▶ _文書抜粋_

┄┄┄┄┄┄┄┄┄┄

中赤外円偏光誘起のスピン偏極非相反電流の機構解明とそれによる室温スピン注入の実現

研究課題

研究課題/領域番号 23KJ0480
研究機関東京大学

研究代表者

谷内 息吹  東京大学, 理学系研究科, 特別研究員(DC2)

研究期間 (年度) 2023-04-25 – 2025-03-31
キーワード非相反伝導 / スピン流 / スピン運動量ロッキング / ラシュバ効果 / トポロジカル絶縁体 / スピン注入
研究実績の概要

二原子層物質Si(111)-√3×√3-(Tl,Sn)において、近赤外円偏光を照射したところ、従来知られていた振る舞いとは異なる円偏光ヘリシティ依存光電流が観測された。それは試料端で増大し、右端と左端で電流方向が逆転する光誘起逆スピンホール効果(PISHE)に酷似した非相反光電流であるが、PISHEは円偏光を試料表面に対し垂直に照射することで最も顕著に表れると考えられていたのに対し、こちらは円偏光の照射角度を斜めにするほどに増大するというPISHEの直観的振る舞いと相反するものであった。我々は詳細な実験条件の調査などにより、これは円偏光フォトンドラッグ効果(CPDE)との重畳現象であると解釈するモデルの構築に成功した。本物質は半導体基板Si(111)上に作製される表面超構造物質であり、大気中に取り出すことができない物質であるため、超高真空「その場」測定ができる本研究の強みが活かされた成果と言える。本研究は物質表面で取り出しやすいとされる電子スピンを円偏光を用いて簡便に誘起し、そのスピンが表面でどのように動き検出されるに至るかを知る大きな一助になると期待でき、現在論文執筆中である。
中赤外光を用いた測定系の立ち上げは、現在超高真空チャンバーと光学系を接続する作動排気部の調整に難航しているが、それ以外は順調である。中赤外光に対応した光学素子や偏光素子、ミラーの調整まで確認は取れ、作動排気部の調整が終わり次第測定に入れる状況にある。

現在までの達成度 (区分)
現在までの達成度 (区分)

2: おおむね順調に進展している

理由

円偏光照射によるスピン注入やスピン流生成が原子層物質で観測できることを立て続けに報告でき、物質最表面での光と電子の相互作用について示唆的であった可能性に対し報告を重ねることもできた上、未定式であったPISHEの定式化の提案ができたことは当該分野において大きな進展であったと言える。中赤外光導入については遅れてはいるが、それを補って余りある成果を挙げられた。現在稼働している近赤外光に加え中赤外光が導入されれば、照射光の波長がパラメータとして加わり物質表面におけるスピンのさらなる詳細な調査が可能になると期待できる。

今後の研究の推進方策

昨年度の実績である新奇なPISHEの振る舞いは観測物質特有のものではなく、他のラシュバ系やトポロジカル絶縁体などでも観測できる可能性がある。他物質での観測により提唱した定式化の裏付けは成されるため、トポロジカル絶縁体等でこれの観測を目指す。また、超高真空その場測定のできる本系の利点として、同一試料上で成長と測定のサイクルを回すことができるため、例えばトポロジカル絶縁体において表面と裏面の干渉が消え表面状態の出現によりヘリシティ依存光電流が増大するなどの振る舞いを同一試料で観測できることが期待できる。これは既存の近赤外光でも観測可能であるが、表面状態のスピン分裂エネルギー幅に一致した中赤外光を用いることでより鮮明な増大を観測できると見込まれる。

┄┄┄┄┄┄┄┄┄┄

▶ _データ内容_
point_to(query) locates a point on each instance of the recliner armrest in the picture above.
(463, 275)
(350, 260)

┄┄┄┄┄┄┄┄┄┄

▶ _課題の目標_
• 1. 研究報告のうち、「研究期間 (年度) 2023-04-25 – 2025-03-31」から「次第測定に入れる状況にある。」までの部分を一字一句変えずに返してください。
• 2. 研究報告の内容を2文で要約してください。
• 3. 研究報告の最後の文に続けて、その先を書き継いでください。

▶ _課題別の回答_
• 1.
研究期間 (年度) 2023-04-25 – 2025-03-31
キーワード非相反伝導 / スピン流 / スピン運動量ロッキング / ラシュバ効果 / トポロジカル絶縁体 / スピン注入
研究実績の概要

二原子層物質Si(111)-√3×√3-(Tl,Sn)において、近赤外円偏光を照射したところ、従来知られていた振る舞いとは異なる円偏光ヘリシティ依存光電流が観測された。それは試料端で増大し、右端と左端で電流方向が逆転する光誘起逆スピンホール効果(PISHE)に酷似した非相反光電流であるが、PISHEは円偏光を試料表面に対し垂直に照射することで最も顕著に表れると考えられていたのに対し、こちらは円偏光の照射角度を斜めにするほどに増大するというPISHEの直観的振る舞いと相反するものであった。我々は詳細な実験条件の調査などにより、これは円偏光フォトンドラッグ効果(CPDE)との重畳現象であると解釈するモデルの構築に成功した。本物質は半導体基板Si(111)上に作製される表面超構造物質であり、大気中に取り出すことができない物質であるため、超高真空「その場」測定ができる本研究の強みが活かされた成果と言える。本研究は物質表面で取り出しやすいとされる電子スピンを円偏光を用いて簡便に誘起し、そのスピンが表面でどのように動き検出されるに至るかを知る大きな一助になると期待でき、現在論文執筆中である。
中赤外光を用いた測定系の立ち上げは、現在超高真空チャンバーと光学系を接続する作動排気部の調整に難航しているが、それ以外は順調である。中赤外光に対応した光学素子や偏光素子、ミラーの調整まで確認は取れ、作動排気部の調整が終わり次第測定に入れる状況にある。

• 2. 二原子層物質Si(111)-√3×√3-(Tl,Sn)に近赤外円偏光を照射したところ、照射角度を斜めにするほど増大するPISHEに酷似した非相反光電流が観測され、これを円偏光フォトンドラッグ効果との重畳現象と解釈するモデルの構築に成功した。中赤外光の測定系は作動排気部の調整に難航しているものの、今後はトポロジカル絶縁体などでこの振る舞いの観測を目指し、提唱した定式化の裏付けを図る。

• 3.
次年度使用額が生じた理由

本年度は中赤外光源導入が遅れたために、それに伴う中赤外光用光学素子や光学マウント台の購入等が見送られた。また、利用料の高い寒剤を用いる実験を本年度は想定ほど行わなかったために次年度への繰り越しが生じた。
しかし、寒剤を用いた実験の準備や予備実験は本年度末付近で完了しているため、次年度初頭より大量の寒剤使用費が見込まれている。繰り越した次年度使用額はその寒剤使用費に充てられるため、研究計画として問題はない。

  • 研究成果

    (4件)

すべて 2023

すべて 学会発表 (4件) (うち国際学会 1件)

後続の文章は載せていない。